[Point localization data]
BEGIN

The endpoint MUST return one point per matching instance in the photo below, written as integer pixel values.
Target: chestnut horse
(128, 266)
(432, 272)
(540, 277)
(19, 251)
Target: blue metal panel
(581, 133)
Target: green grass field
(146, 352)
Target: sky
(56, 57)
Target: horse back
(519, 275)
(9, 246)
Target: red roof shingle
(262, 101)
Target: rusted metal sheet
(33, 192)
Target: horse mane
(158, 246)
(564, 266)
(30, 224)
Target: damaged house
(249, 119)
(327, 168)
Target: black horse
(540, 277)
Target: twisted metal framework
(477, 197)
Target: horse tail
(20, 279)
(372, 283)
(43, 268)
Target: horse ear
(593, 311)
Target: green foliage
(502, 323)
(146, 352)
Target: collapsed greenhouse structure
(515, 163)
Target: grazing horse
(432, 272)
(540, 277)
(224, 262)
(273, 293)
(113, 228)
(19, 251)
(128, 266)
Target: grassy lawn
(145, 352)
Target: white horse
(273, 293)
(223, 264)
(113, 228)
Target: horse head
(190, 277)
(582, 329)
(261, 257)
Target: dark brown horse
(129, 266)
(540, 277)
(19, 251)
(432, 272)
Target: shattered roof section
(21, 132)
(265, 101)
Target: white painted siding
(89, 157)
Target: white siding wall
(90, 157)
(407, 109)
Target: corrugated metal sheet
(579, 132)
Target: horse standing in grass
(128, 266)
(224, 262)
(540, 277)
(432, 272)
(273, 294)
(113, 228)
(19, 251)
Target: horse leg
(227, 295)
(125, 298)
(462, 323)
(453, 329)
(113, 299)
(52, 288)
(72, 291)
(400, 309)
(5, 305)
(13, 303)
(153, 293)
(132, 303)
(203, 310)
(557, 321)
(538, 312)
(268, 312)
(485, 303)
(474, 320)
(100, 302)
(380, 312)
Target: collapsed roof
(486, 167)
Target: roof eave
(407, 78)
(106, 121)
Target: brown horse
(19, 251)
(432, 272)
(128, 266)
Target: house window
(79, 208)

END

> Exercise directions
Nothing but the lines from the one with "Target: white horse" through the end of the data above should be repeated, each exactly as it stands.

> Response to this exercise
Target: white horse
(273, 293)
(223, 264)
(113, 228)
Target: horse head
(190, 277)
(582, 329)
(261, 257)
Target: dark brown horse
(129, 266)
(540, 277)
(19, 251)
(432, 272)
Target: shattered roof section
(21, 132)
(265, 101)
Target: white painted siding
(89, 157)
Target: white siding wall
(90, 157)
(407, 109)
Target: corrugated metal sheet
(579, 132)
Target: horse standing in grass
(128, 266)
(224, 262)
(540, 277)
(432, 272)
(273, 294)
(113, 228)
(19, 251)
Target: horse leg
(227, 295)
(125, 298)
(462, 323)
(453, 329)
(113, 299)
(52, 288)
(72, 291)
(400, 309)
(5, 305)
(13, 303)
(153, 293)
(132, 303)
(203, 310)
(557, 321)
(538, 312)
(268, 312)
(485, 303)
(474, 320)
(100, 302)
(380, 312)
Target: collapsed roof
(486, 167)
Target: roof eave
(407, 78)
(106, 121)
Target: brown horse
(19, 251)
(432, 272)
(128, 266)
Target: house window
(79, 208)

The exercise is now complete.